Orchestration Rework

Vision

This effort defines and documents a new orchestration architecture for simulation jobs that is faster, more observable, and production-ready across both HPC and cloud deployments.

The design process is intentionally structured so it can be reused for future cross-repository architecture reworks.

Goals

Researchers can inspect meaningful intermediate results before a full simulation completes.
Users can run larger simulations with predictable turnaround times.
Users can run multiple simulations concurrently without unstable platform behavior.
Operators can understand system state quickly and diagnose failures with confidence.
The platform behaves reliably under transient infrastructure failures and recovers gracefully.
Architecture decisions are driven by measured workload characteristics, not assumptions.

User Stories

As a researcher, I want to see early simulation signals so I can stop bad runs quickly.
As a researcher, I want to be able to stop and gather results from simulations at any time.
As a team lead, I want predictable cluster usage so I can plan shared resource allocation.
As an operator, I want to detect degraded system behavior before users are blocked.
As an operator, I want retry and failure semantics to be explicit so incidents are easier to resolve.
As a product owner, I want clear performance baselines so architectural options can be compared fairly.

Discovery Backlog

The full discovery backlog (31 open questions with status, owner, confidence, and estimate fields) lives in a dedicated page:

Open Questions and Estimation Log

Priority unresolved topics for near-term discussion:

Time-to-first-insight target for users during running jobs.
Typical and p95 HPC queue wait by partition/class (for example Ares).
Expected parallel tasks per simulation and parallel simulations per user.
Typical dump time and result cardinality (files and pages per simulation).
Required reliability semantics for final result persistence.
Evidence threshold needed before selecting transport/merge architecture options.

Scope

Primary repositories in scope:

Possible secondary changes:

Process Structure

This section follows a reusable pattern:

context: as-is architecture, bottlenecks, constraints, and user requirements
adr: decision records with explicit status changes
design: implementation-ready design documents
research: AI-assisted investigation logs for auditability

Phase 0 Deliverables

Bootstrap the documentation structure under this section.
Add the ADR registry and template.
Wire sidebar navigation for the full process structure.
Create cross-repository tracking artifacts for implementation planning.

# [Given information]
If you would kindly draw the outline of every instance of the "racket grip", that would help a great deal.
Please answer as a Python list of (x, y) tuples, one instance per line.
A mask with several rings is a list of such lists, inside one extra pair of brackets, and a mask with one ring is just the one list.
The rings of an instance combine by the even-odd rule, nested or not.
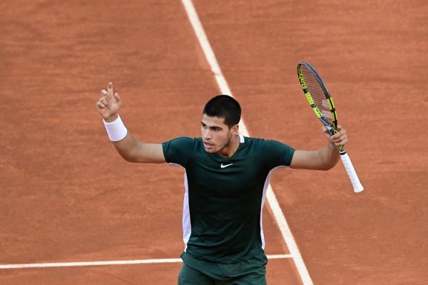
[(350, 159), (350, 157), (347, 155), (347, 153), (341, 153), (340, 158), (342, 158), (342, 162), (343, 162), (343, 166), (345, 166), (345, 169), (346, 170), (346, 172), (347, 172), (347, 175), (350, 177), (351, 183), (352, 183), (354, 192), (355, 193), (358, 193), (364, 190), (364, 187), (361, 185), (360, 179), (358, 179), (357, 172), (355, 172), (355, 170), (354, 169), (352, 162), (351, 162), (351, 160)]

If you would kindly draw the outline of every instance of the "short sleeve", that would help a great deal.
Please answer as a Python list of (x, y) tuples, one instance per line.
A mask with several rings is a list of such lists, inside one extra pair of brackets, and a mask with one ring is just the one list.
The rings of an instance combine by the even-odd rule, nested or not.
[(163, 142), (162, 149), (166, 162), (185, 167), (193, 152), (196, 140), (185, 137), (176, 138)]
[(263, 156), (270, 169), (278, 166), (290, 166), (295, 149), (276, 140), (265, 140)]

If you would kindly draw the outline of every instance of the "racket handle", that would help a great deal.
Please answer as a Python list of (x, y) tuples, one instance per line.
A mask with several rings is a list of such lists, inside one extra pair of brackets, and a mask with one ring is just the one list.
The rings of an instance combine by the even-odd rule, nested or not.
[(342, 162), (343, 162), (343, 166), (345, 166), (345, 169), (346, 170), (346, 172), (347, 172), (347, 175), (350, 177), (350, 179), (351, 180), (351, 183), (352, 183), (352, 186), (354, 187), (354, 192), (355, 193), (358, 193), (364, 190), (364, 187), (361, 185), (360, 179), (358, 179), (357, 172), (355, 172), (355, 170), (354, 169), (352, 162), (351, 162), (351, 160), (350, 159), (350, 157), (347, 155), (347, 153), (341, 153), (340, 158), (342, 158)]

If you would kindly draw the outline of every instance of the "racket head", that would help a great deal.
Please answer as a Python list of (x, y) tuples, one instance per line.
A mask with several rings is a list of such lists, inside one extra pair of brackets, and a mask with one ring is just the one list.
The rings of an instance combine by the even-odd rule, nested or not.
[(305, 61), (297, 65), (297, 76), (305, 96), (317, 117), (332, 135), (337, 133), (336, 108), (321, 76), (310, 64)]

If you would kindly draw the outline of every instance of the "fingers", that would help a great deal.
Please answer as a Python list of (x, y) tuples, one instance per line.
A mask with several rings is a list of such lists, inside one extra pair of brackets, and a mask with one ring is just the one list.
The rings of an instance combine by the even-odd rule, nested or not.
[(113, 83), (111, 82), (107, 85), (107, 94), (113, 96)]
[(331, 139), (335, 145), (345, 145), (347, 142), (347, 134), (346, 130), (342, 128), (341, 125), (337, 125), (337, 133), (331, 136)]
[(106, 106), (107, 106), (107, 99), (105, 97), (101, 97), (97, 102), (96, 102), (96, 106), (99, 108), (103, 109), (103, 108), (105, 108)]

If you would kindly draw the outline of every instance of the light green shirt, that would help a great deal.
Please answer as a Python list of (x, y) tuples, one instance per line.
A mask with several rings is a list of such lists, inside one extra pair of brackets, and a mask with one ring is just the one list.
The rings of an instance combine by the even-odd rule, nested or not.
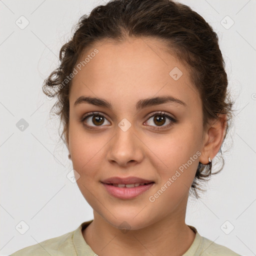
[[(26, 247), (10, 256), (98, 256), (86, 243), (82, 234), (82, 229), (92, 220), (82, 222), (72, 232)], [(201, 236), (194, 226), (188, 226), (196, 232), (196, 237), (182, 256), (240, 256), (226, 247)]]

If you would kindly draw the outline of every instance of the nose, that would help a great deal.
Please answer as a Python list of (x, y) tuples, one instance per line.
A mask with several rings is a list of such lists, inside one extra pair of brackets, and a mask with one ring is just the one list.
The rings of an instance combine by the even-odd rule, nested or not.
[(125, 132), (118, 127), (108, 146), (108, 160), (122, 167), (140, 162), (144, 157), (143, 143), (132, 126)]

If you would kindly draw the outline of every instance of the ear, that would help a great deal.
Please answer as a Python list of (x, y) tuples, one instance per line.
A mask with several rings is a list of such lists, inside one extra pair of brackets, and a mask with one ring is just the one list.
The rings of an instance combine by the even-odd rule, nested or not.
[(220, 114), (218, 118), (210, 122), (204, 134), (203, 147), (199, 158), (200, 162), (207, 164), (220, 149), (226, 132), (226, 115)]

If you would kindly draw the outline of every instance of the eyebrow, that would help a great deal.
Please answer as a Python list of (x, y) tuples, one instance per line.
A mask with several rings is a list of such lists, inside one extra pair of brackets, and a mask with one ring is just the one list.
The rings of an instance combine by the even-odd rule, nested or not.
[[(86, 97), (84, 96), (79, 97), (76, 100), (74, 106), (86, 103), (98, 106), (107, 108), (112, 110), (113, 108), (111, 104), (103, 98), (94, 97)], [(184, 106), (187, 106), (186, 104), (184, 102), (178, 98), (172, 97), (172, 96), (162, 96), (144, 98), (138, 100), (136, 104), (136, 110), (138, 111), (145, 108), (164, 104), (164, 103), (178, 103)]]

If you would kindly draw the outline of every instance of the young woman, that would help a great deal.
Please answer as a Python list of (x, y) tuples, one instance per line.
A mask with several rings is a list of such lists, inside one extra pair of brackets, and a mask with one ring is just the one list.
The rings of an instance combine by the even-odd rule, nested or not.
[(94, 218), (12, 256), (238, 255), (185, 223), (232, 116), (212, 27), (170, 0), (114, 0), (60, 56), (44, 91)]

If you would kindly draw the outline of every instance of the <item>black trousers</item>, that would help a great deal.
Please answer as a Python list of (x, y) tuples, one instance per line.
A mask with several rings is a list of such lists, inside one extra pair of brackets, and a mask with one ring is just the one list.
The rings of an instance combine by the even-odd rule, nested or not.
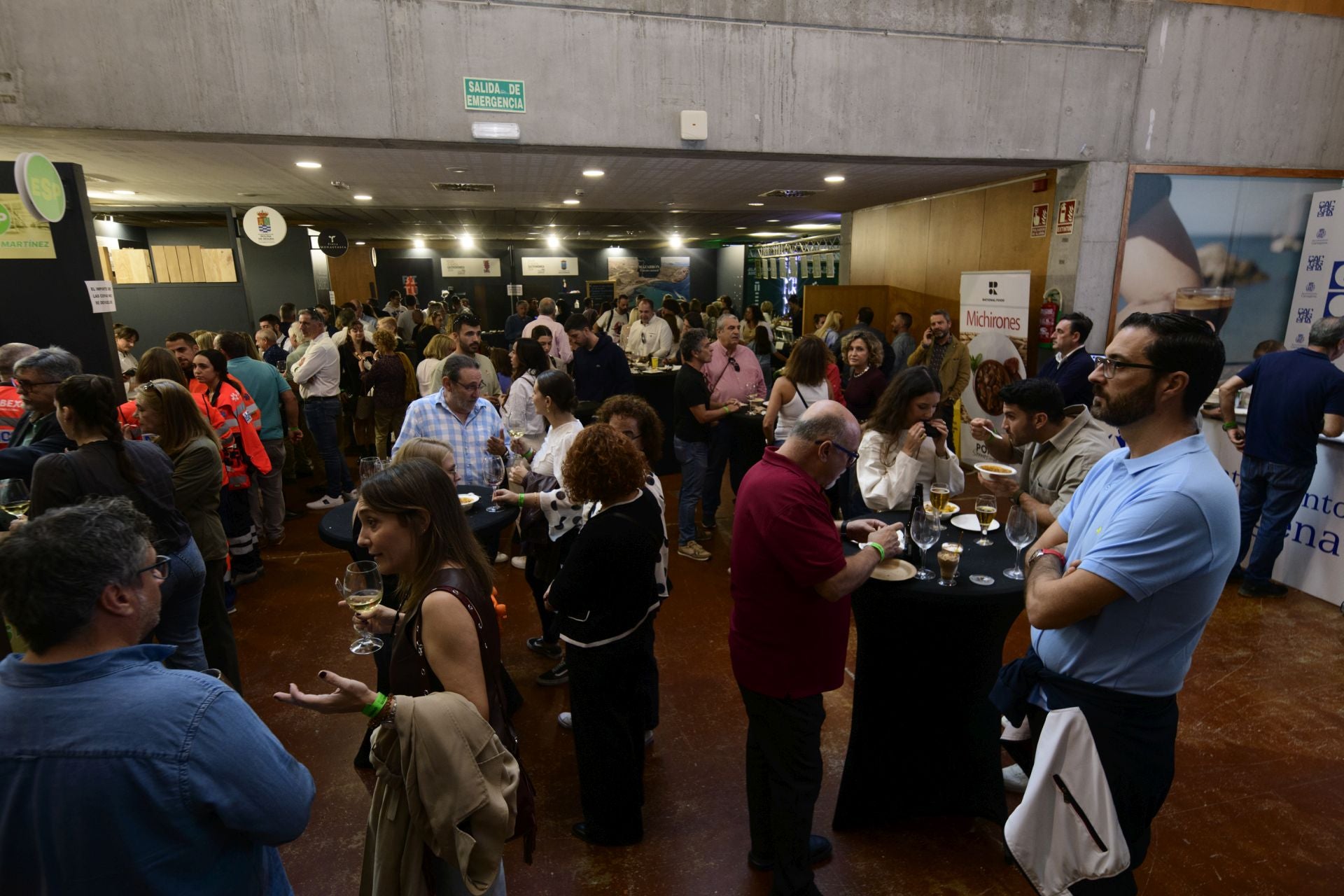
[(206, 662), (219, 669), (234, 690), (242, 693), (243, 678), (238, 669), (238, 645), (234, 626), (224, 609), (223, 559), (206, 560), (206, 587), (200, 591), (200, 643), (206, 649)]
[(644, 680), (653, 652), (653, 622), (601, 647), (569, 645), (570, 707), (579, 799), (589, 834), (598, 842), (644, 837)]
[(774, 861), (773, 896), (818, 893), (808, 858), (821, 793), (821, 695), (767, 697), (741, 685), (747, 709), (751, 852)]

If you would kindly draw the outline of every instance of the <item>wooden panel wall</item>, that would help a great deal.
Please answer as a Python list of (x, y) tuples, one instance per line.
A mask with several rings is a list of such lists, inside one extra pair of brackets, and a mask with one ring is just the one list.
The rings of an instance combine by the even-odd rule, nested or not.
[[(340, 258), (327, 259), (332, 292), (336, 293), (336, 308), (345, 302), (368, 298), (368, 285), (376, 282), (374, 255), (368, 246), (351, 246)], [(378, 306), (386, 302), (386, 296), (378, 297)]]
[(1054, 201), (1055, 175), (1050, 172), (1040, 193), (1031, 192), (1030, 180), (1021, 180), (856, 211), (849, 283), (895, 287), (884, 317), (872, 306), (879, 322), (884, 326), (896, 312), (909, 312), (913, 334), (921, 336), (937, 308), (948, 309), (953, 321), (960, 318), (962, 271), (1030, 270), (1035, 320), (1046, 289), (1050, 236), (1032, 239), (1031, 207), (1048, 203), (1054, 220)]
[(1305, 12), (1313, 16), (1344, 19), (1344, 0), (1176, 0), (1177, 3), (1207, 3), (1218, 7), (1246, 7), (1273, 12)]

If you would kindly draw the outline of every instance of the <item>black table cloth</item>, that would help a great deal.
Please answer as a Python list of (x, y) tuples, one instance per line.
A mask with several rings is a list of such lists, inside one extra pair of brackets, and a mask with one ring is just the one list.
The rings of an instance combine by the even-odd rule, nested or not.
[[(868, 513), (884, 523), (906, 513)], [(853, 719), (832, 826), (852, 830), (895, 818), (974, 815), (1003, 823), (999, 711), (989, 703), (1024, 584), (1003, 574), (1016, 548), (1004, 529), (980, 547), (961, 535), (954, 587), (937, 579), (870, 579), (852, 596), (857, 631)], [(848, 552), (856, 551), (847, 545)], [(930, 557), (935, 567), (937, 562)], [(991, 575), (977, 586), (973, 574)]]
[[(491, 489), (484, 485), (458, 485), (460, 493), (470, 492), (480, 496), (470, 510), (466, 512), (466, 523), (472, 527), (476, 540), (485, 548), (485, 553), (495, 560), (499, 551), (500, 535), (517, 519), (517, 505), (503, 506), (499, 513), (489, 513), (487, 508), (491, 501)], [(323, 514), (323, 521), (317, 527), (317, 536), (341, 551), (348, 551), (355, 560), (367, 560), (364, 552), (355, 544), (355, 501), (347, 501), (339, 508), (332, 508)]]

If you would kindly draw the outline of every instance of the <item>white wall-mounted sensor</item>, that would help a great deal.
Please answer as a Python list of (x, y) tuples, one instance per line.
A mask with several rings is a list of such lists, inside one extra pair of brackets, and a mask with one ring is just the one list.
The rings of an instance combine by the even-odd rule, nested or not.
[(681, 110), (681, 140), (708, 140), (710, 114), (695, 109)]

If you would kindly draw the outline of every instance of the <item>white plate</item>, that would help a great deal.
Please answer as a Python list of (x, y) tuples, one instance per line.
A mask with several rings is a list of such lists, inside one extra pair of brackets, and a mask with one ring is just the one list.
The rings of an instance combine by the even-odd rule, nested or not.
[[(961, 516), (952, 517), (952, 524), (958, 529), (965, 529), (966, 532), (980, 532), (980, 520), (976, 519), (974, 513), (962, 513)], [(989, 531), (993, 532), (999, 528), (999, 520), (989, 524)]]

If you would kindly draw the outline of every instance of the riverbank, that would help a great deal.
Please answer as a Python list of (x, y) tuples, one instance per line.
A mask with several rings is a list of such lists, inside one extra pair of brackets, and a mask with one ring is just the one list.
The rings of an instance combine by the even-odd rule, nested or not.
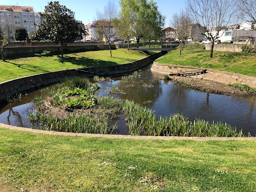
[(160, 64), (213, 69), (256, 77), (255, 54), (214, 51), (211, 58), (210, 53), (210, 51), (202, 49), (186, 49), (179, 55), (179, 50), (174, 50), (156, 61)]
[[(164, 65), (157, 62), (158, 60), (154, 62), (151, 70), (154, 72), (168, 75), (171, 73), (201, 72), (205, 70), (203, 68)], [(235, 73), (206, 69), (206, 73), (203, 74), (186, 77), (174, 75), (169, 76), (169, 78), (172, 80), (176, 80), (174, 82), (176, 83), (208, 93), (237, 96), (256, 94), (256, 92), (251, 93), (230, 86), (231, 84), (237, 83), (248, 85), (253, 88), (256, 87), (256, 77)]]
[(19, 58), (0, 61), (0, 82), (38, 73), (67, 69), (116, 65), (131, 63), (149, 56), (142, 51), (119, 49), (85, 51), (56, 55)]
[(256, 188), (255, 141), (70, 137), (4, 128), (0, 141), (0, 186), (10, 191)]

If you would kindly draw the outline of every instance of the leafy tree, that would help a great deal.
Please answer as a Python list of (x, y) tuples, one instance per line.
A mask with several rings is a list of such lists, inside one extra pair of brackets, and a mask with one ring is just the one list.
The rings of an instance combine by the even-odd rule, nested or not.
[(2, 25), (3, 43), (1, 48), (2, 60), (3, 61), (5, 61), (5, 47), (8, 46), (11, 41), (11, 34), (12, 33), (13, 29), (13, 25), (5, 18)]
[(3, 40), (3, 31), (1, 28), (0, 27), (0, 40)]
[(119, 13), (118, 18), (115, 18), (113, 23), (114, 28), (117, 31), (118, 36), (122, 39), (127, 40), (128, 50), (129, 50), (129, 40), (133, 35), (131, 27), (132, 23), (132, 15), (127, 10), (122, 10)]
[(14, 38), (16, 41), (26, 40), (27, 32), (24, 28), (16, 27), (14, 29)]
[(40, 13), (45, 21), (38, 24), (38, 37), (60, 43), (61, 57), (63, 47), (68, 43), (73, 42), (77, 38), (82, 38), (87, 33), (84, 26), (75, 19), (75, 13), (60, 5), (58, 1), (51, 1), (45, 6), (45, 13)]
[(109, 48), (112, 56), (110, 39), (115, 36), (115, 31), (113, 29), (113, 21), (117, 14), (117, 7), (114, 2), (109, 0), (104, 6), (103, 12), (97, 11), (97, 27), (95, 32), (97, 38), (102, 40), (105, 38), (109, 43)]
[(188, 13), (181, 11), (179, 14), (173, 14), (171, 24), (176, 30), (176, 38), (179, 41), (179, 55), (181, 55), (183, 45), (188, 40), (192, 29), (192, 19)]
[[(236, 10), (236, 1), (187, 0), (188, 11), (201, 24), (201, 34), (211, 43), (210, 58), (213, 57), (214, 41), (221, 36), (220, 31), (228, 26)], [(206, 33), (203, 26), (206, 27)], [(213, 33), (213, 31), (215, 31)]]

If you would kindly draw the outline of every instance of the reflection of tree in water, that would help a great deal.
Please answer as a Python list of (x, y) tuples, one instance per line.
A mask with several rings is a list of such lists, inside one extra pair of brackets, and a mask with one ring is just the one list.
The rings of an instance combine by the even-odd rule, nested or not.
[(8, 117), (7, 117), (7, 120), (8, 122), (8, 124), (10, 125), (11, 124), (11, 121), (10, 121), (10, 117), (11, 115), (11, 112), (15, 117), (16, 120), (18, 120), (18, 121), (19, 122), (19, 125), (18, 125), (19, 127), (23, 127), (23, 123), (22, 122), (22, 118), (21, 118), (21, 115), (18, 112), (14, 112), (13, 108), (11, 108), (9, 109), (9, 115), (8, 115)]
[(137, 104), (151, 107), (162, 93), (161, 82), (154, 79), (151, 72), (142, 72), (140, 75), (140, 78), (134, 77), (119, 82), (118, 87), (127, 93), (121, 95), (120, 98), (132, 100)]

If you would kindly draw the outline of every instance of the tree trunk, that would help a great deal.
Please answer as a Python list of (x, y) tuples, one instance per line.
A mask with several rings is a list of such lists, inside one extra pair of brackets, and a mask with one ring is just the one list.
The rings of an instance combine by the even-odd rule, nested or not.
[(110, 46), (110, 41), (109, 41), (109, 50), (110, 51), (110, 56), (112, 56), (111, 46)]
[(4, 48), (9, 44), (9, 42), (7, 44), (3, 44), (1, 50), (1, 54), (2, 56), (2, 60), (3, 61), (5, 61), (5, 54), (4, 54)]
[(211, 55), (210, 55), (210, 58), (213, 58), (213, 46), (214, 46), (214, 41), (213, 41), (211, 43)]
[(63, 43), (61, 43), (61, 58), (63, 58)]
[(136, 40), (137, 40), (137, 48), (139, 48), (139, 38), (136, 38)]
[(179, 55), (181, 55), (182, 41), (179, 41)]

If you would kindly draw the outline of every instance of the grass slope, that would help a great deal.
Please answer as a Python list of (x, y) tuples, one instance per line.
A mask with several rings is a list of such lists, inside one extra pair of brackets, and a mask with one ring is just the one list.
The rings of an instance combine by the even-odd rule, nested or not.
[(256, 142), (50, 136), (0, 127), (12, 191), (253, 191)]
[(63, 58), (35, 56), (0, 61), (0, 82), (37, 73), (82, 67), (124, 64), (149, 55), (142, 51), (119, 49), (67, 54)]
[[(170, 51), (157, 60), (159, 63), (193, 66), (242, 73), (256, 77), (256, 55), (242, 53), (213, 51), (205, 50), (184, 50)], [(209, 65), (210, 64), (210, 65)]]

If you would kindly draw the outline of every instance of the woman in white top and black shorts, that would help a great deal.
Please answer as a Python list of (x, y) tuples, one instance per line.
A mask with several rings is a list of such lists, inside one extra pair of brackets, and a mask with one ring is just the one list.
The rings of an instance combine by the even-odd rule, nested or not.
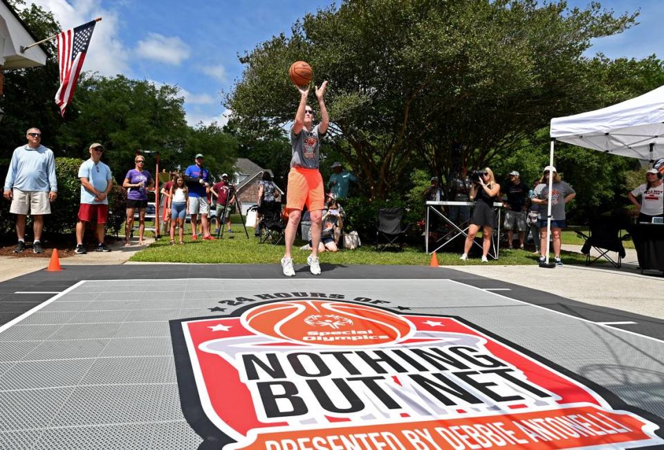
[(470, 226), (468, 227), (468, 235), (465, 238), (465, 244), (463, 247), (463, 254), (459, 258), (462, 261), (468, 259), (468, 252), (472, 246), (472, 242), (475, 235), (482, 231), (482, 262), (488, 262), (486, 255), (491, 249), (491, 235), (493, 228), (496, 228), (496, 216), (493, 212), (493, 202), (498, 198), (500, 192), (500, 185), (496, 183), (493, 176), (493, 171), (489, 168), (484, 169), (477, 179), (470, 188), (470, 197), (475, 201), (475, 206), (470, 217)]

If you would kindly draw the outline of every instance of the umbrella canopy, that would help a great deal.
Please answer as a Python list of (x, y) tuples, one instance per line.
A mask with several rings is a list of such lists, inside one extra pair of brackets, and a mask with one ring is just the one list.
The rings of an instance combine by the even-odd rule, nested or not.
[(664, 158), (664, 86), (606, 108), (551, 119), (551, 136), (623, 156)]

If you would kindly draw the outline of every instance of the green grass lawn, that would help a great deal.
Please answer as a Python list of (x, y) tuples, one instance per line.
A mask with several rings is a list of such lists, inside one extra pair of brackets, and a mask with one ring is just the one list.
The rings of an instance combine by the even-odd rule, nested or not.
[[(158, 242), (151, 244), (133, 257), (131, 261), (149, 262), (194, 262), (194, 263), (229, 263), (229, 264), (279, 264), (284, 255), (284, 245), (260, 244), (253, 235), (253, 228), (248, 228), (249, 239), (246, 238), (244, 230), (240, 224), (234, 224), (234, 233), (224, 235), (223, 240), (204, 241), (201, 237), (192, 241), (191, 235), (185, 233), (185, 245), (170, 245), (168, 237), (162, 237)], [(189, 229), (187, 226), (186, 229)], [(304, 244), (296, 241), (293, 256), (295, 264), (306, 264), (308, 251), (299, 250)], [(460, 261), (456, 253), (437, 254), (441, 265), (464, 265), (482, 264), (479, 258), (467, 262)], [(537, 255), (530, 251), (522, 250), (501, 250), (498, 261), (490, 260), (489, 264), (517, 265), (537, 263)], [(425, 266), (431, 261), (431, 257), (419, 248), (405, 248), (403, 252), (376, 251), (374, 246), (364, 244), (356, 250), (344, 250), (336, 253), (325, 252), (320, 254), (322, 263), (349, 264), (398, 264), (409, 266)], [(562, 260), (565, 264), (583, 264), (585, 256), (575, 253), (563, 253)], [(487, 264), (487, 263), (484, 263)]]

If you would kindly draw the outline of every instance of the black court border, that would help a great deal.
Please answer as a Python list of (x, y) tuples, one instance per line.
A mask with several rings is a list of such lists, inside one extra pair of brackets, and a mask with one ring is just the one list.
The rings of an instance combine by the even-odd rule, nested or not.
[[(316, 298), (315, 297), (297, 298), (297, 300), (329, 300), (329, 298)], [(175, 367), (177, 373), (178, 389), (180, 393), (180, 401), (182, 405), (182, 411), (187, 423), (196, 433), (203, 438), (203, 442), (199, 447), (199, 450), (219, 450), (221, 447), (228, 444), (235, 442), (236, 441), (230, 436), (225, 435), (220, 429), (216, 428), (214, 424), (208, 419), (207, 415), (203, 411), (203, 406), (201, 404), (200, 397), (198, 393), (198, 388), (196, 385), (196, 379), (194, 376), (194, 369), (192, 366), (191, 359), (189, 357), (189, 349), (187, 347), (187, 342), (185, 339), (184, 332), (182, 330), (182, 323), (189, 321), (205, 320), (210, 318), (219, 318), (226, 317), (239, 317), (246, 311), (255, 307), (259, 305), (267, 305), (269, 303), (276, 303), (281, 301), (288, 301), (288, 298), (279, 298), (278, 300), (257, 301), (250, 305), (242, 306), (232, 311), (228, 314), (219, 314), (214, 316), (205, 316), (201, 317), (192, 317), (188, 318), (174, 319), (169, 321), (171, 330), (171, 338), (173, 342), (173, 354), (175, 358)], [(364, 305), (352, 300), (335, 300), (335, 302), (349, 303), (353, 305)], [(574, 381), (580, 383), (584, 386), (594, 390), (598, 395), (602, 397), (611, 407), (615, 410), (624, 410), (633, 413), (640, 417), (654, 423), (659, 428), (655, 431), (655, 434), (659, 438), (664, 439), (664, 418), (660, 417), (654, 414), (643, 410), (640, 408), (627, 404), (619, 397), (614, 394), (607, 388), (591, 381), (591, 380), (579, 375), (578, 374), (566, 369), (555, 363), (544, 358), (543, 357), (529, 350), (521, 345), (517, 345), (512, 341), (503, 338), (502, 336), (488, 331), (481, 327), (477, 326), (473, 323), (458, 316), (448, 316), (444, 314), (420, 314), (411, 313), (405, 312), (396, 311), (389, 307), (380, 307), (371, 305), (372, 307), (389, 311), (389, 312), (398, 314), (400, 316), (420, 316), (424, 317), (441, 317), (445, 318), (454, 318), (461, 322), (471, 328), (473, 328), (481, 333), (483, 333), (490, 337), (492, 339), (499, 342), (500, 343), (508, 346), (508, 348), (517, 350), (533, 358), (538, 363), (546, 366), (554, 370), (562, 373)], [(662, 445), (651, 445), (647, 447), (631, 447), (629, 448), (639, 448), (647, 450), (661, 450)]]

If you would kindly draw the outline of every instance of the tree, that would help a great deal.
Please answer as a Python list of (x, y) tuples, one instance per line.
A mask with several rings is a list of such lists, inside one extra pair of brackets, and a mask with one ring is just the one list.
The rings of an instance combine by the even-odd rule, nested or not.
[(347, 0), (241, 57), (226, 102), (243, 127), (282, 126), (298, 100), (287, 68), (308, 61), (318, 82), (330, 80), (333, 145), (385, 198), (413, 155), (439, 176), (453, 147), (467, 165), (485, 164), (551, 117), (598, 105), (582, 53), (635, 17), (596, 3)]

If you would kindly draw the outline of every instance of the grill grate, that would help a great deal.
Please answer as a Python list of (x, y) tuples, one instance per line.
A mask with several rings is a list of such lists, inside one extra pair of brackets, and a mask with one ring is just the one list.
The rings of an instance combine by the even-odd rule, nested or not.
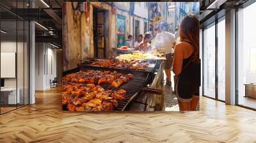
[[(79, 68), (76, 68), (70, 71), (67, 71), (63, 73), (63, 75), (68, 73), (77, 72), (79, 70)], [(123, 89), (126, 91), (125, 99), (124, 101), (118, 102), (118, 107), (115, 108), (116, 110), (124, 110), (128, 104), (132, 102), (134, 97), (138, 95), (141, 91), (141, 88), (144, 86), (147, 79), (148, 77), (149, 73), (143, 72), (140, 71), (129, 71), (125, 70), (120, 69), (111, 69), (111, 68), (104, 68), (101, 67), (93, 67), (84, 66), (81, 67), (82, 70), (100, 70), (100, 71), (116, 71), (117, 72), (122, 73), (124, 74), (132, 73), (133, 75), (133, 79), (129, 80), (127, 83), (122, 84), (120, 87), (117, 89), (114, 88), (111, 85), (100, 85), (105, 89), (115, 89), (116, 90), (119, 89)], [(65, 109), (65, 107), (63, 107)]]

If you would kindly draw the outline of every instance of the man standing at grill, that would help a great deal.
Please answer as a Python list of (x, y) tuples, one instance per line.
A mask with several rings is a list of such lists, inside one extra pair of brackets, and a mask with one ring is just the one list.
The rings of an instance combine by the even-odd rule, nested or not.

# [What to work on]
1. In the orchestration rework page, how many open questions does the full discovery backlog hold?
2. Reproduce everything in the orchestration rework page from "Open Questions and" down to "transport/merge architecture options.".
3. Rewrite the paragraph of the orchestration rework page that begins "This effort defines and documents" in fewer words, keeping its main facts.

# [Answers by item number]
1. 31

2.
Open Questions and Estimation Log

Priority unresolved topics for near-term discussion:

Time-to-first-insight target for users during running jobs.
Typical and p95 HPC queue wait by partition/class (for example Ares).
Expected parallel tasks per simulation and parallel simulations per user.
Typical dump time and result cardinality (files and pages per simulation).
Required reliability semantics for final result persistence.
Evidence threshold needed before selecting transport/merge architecture options.

3. The effort defines and documents a faster, more observable, production-ready orchestration architecture for simulation jobs on both HPC and cloud deployments.